[Exercise]: Please render each line of the records below as a Markdown table with two columns, Row and Line. Number the rows in order and omit any blank lines.

(A block of data)
☆ ☆ ☆ ☆

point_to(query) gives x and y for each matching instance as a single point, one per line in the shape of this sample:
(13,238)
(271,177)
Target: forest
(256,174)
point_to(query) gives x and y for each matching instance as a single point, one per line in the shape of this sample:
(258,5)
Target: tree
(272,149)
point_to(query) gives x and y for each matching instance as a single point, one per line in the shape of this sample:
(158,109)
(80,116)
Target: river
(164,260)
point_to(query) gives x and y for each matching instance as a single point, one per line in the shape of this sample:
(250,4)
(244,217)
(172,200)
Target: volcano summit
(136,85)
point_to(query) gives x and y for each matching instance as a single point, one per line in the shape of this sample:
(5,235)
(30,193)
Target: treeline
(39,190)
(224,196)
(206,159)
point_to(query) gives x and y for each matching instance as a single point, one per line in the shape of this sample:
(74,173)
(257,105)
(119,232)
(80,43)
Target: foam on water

☆ ☆ ☆ ☆

[Response below]:
| Row | Line |
|---|---|
| 1 | point_to(query) gives x and y for each matching instance as a single point, one per line in the shape of this sample: |
| 2 | (13,238) |
| 3 | (271,177) |
| 4 | Target: forest |
| 5 | (256,174) |
| 6 | point_to(query) gives x and y for each matching instance as a single point, one per line in the shape of this sample: |
| 7 | (258,5) |
| 8 | Target: tree |
| 9 | (272,149) |
| 10 | point_to(query) gives x and y for each matching instance as a single point, one per line in the shape of this sample: |
| 11 | (158,109) |
| 12 | (80,116) |
| 13 | Target: river |
| 14 | (164,260) |
| 15 | point_to(query) gives x and y for each matching instance as a single point, one per line in the shape of this sample: |
| 16 | (250,4) |
| 17 | (244,217) |
| 18 | (172,200) |
| 19 | Target: volcano summit |
| 20 | (136,85) |
| 21 | point_to(query) gives x and y for each matching instance as a single point, one per line in the shape of this sample: |
| 22 | (5,235) |
| 23 | (30,193) |
| 24 | Target: treeline |
| 25 | (39,190) |
| 26 | (224,196) |
| 27 | (206,159) |
| 28 | point_to(query) gives x and y for each matching instance as a single point, one per line in the shape of this sample: |
| 29 | (74,173) |
| 30 | (257,105) |
| 31 | (119,232) |
| 32 | (80,43) |
| 33 | Target: foam on water |